Task to carry out:
Reproduce every record below, character by character.

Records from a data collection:
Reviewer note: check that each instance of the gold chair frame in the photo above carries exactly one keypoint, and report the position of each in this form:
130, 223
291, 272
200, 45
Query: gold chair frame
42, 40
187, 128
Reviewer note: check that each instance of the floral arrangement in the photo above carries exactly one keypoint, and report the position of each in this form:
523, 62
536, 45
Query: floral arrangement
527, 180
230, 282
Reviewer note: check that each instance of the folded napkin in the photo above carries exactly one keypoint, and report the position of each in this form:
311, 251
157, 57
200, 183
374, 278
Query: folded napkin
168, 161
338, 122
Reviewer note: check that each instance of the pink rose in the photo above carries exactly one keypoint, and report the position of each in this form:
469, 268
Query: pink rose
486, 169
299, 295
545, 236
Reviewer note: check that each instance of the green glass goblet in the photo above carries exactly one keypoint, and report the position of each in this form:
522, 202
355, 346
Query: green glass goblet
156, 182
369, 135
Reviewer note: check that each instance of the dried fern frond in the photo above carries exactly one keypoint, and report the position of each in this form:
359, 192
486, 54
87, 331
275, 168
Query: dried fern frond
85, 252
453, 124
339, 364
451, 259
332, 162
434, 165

Task result:
Reviewer note: check that each instance of the gold chair frame in the photo above carries exactly one keypoint, and report the position of each in this form:
130, 223
291, 272
200, 45
Query: gold chair frame
42, 40
187, 128
Reviewer note: check that each instance of the floral arrangement in the photo above carries exactly one keypoint, and report the position of each in this form:
523, 62
536, 45
Query: floral arrangement
527, 180
230, 282
Reviewer note: check that each instance of the folded napkin in the photo above carries exactly one keypoint, and report the position of each in this form:
311, 251
157, 57
200, 183
374, 278
Query: folded napkin
168, 161
338, 122
Reviewer note: check that each instance of the pink rose in the photo above carries exactly one keypoint, and report the position of each in this form:
469, 268
Query: pink rose
486, 169
299, 295
545, 236
Reviewer note: check that each instance of the green glass goblet in the photo above carries exactly one keypoint, and report the position of each in this form:
522, 202
355, 346
Query: green glass goblet
156, 182
369, 135
Reviewer note: check that each instance of the dried fern frond in the photo above carries exactly one keypoint, and report the position of each in this form:
359, 192
486, 54
87, 331
275, 168
Query: dried fern frond
85, 252
453, 124
339, 364
451, 259
332, 162
434, 165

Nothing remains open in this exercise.